* ACTIONS TO TAKE
**1.** In the General Mills text, what share of total sales came from online sales in the quarter?
**2.** Transcribe the General Mills text word for word, from "General Mills didn’t" to "ratio of 16.8.".

The company has seen Blue Buffalo’s household penetration rise 460 basis points in just two years. Net sales for the pet food brand were up high double-digits with growth found in all retail channels.

Europe and Australia, which are reported as combined segment, had sales growth of 6% due to higher demand for food products related to the coronavirus pandemic and 7% of additional sales due to an extra week. Currency exchange reduced results by 4%. Old El Paso and Betty Crocker were sources of strength during the quarter.

There were two areas of weakness, though both are among smallest components within General Mills. Convenience Stores and Foodservice sales declined 24% to $393 million. Much of this decline was due to reduced away-from-home sales as consumers didn’t eat out as much under stay-at-home directives. Asia and Latin America sales were down 12% to $349 million, also primarily due to less demand for eating out.

Another area of growth that General Mills took advantage of was e-commerce sales. Online sales accounted for 9% of total sales in the quarter, up from 6% for the first three quarters of the fiscal year and 5% for all of fiscal 2019. The ability to personalize communication and promotions to customers helped drive higher growth.

Rounding out the quarter, adjusted gross margins improved 80 basis points to 36.1% while the adjusted operating rate was higher by 40 basis points to 17.7%. Cash from operating activities increased 31% to $3.7 billion while free cash was up 42% to $3.2 billion.

General Mills used this free cash flow to distribute $1.2 billion of dividends and reduce debt by $950 million. This reduction in debt will help lower interest expenses in the coming years, which was down to $446 million in fiscal 2020 compared to $522 million in fiscal 2019.

General Mills didn’t offer specific guidance for fiscal 2021, but did say that it expects to curb costs by 4%. This will be offset by higher costs inputs. Demand for products is expected to be slightly higher due to Covid-19.

Yahoo Finance data shows analysts expect earnings of $3.49 per share for fiscal 2021, but that is likely to change as analysts incorporate the latest results and the company’s expectations for the new fiscal year. Shares of General Mills trade at 17.3 times next year’s expected earnings, which is slightly above the historical average price-earnings ratio of 16.8.

* RECORDS SUPPLIED
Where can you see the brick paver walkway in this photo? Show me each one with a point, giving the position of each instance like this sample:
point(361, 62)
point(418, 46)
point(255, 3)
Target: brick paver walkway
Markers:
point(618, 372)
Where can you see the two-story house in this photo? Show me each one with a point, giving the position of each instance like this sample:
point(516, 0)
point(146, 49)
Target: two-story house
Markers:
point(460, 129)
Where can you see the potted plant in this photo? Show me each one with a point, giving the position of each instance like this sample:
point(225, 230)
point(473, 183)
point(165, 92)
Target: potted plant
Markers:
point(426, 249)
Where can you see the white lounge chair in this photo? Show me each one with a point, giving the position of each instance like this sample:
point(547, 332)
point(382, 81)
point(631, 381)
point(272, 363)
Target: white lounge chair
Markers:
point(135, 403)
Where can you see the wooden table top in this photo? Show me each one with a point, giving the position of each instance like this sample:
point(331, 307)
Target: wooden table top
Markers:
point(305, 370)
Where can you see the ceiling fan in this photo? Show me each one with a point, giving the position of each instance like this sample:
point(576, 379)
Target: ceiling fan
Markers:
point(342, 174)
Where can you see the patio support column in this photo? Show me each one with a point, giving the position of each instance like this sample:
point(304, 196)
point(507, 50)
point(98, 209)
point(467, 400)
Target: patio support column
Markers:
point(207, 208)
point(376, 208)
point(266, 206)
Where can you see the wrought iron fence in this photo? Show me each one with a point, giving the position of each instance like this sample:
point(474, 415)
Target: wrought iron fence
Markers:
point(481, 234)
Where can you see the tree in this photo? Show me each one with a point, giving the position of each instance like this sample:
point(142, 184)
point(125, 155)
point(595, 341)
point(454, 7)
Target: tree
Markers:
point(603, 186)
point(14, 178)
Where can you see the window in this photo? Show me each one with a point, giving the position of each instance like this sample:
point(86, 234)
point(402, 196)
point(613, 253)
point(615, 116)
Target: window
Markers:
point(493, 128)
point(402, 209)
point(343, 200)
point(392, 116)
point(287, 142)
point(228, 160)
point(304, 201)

* ANSWERS BY ITEM
**1.** Online sales accounted for 9% of total sales in the quarter.

**2.**
General Mills didn’t offer specific guidance for fiscal 2021, but did say that it expects to curb costs by 4%. This will be offset by higher costs inputs. Demand for products is expected to be slightly higher due to Covid-19.

Yahoo Finance data shows analysts expect earnings of $3.49 per share for fiscal 2021, but that is likely to change as analysts incorporate the latest results and the company’s expectations for the new fiscal year. Shares of General Mills trade at 17.3 times next year’s expected earnings, which is slightly above the historical average price-earnings ratio of 16.8.